Copy every one of the entries below word for word, but omit the pictures.
--- Start of SUPPLIED ENTRIES ---
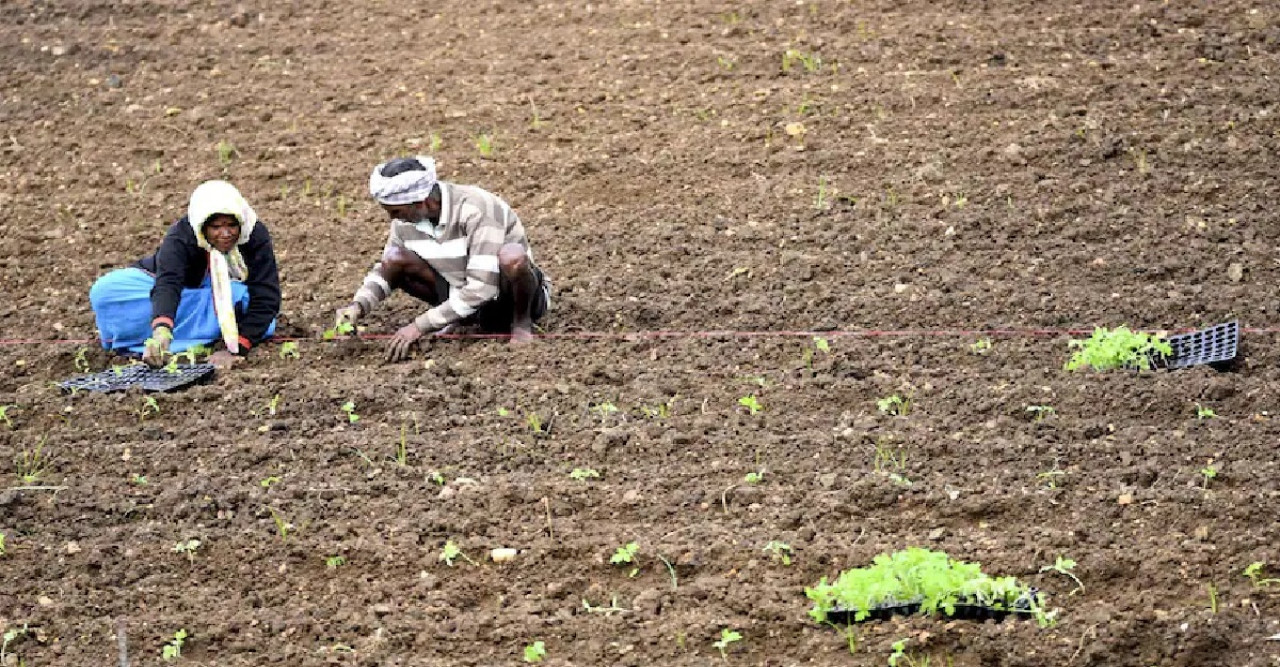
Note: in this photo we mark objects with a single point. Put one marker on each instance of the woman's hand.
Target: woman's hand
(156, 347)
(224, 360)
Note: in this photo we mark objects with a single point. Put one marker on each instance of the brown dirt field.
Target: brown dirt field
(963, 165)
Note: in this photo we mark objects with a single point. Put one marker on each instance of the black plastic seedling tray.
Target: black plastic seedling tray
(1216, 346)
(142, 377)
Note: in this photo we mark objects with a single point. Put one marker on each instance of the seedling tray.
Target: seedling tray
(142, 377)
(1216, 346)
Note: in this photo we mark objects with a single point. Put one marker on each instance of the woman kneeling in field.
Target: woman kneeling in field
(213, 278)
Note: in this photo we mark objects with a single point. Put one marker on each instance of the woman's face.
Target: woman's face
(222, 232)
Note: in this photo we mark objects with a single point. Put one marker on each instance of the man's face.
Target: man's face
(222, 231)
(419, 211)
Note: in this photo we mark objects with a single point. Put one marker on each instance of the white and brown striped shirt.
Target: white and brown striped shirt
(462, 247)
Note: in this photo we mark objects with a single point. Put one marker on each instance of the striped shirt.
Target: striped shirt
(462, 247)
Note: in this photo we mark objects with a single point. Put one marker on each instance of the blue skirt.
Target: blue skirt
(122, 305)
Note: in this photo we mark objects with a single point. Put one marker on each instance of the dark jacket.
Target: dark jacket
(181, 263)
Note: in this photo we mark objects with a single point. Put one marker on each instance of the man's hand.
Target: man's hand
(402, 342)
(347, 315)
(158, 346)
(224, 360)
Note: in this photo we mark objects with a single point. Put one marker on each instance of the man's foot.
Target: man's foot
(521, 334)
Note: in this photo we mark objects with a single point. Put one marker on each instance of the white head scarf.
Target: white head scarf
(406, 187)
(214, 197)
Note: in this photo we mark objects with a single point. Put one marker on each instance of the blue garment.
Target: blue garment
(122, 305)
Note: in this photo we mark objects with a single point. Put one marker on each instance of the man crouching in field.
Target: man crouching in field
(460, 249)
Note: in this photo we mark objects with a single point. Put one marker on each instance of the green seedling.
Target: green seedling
--- End of SUPPLIED ENTRIES ---
» **THE OUTPUT**:
Note: in this photo we mark objects with a single point. Put one marker on each instance of the woman's hand.
Target: woman's hand
(156, 347)
(224, 360)
Note: in this photo we mark objects with a single point. Put one marker on each instance of the brown dirt field.
Target: brown dirt field
(963, 165)
Note: in this photo we mark objects with a single point. Put one marker on each instance of the black plastic seedling tray.
Target: black plastic seedling tray
(1216, 346)
(142, 377)
Note: in this photo we mark objects with a single point. Put one marker on each instance of the seedling tray.
Target: seedling tray
(142, 377)
(1216, 346)
Note: in this photo we mark objects with a single point. Put one marker on each instance of the woman kneeling in field.
Target: woman kneeling in field
(213, 278)
Note: in this photo we mark objects with a single point. Put one marker on each instance of the woman's face.
Target: woman's face
(222, 232)
Note: in this photo we mark objects with a single point. Put one marker on each instance of the man's face.
Target: man's face
(222, 231)
(419, 211)
Note: in this photo we mark objects with a single point. Put one marker on each instance of the white and brown striped shirt.
Target: white and brown striped shirt
(462, 247)
Note: in this photo we mark objects with a single point. Put one marker on each instance of the striped shirt.
Target: striped shirt
(462, 247)
Note: in this photo we mark objects with a single point. Put one marker on each instance of the blue skirt.
Target: blue skirt
(122, 305)
Note: in this photo we mark objects with a single point. Put one marker on each instance of the dark jacket.
Target: dark jacket
(181, 263)
Note: in this photo we mark objects with a single point. Put one marker on each instance of the man's hand.
Target: man's hand
(402, 342)
(347, 315)
(158, 346)
(224, 360)
Note: in this photo we mark objects with a single point. Put one marker on each instance of the man's foot.
Target: man's foot
(521, 334)
Note: in this photo we mark objects with a single point. Put one marker on each instance of the white head scarf.
Target: white head scarf
(406, 187)
(214, 197)
Note: in this photo we mark objects with a single point. Put one marker on each instance of the blue garment.
Target: blue garment
(122, 305)
Note: in this photo we mark objects with a single point. Put one marker on each instance of the man crouching in field.
Target: man crouching in field
(460, 249)
Note: in this photo we mark objects with a single point. Put one marker on each instance of the green seedling.
Target: green seedling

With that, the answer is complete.